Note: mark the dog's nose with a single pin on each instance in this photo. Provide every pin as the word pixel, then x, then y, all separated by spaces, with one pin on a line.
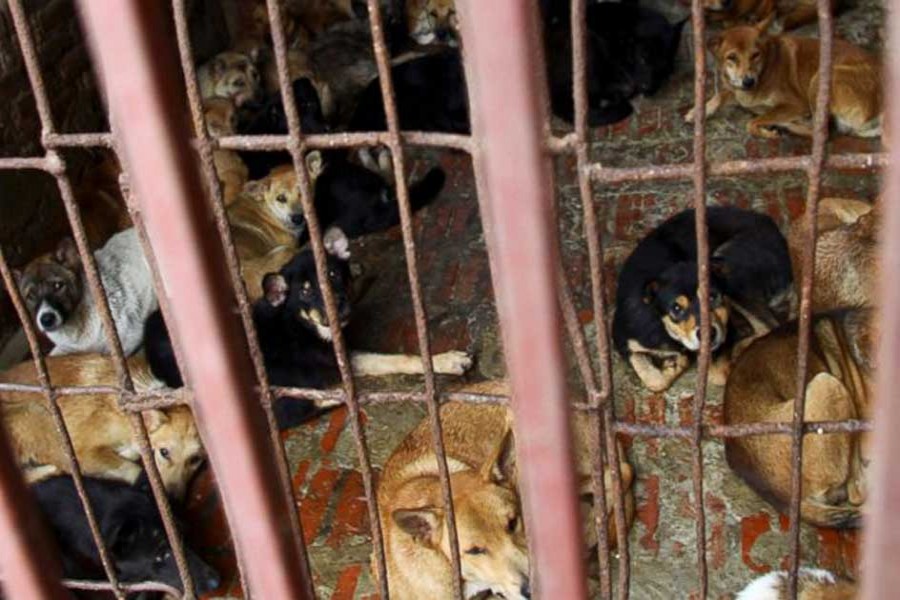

--

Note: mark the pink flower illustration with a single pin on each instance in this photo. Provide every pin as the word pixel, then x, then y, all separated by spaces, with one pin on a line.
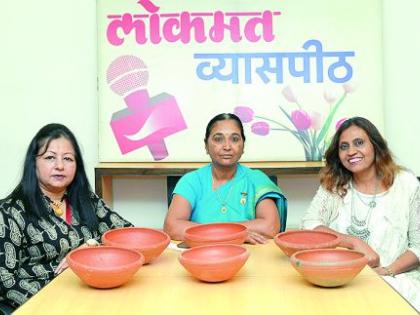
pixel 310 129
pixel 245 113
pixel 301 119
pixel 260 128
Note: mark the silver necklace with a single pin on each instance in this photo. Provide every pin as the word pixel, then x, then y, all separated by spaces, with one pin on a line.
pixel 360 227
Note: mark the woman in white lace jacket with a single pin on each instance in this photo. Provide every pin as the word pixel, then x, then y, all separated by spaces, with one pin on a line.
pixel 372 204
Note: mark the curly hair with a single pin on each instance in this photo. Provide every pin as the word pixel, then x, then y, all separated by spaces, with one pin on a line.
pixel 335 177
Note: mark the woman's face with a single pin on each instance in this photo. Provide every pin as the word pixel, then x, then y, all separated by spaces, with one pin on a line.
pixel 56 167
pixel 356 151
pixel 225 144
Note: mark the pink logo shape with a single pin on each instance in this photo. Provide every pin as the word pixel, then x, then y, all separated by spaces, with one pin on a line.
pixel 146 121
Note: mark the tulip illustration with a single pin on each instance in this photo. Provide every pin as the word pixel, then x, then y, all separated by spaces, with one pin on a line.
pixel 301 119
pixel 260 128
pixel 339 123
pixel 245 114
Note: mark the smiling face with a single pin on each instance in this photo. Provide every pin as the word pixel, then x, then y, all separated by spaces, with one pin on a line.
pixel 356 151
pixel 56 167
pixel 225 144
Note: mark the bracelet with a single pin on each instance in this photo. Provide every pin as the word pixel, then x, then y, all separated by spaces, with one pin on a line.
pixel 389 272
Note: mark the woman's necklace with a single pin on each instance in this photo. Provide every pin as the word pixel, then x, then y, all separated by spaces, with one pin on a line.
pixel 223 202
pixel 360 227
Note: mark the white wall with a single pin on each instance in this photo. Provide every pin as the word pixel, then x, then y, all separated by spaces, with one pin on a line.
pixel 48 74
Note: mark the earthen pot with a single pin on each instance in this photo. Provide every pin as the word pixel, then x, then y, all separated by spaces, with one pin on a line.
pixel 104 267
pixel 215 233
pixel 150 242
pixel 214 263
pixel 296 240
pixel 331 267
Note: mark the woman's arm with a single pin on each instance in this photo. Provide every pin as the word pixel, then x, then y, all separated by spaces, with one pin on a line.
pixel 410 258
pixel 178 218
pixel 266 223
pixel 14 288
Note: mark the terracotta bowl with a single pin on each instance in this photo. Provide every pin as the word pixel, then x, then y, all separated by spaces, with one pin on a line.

** WHAT YOU HAVE TO DO **
Retype everything from the line containing "Note: mark the pink logo" down to the line containing "pixel 146 121", both of those lines included.

** RIGHT ANSWER **
Note: mark the pink logo shape with a single pin on each instance in this photo. Provide every pin as the word pixel, then x, then y, all separated by spaces, with one pin on a line.
pixel 146 121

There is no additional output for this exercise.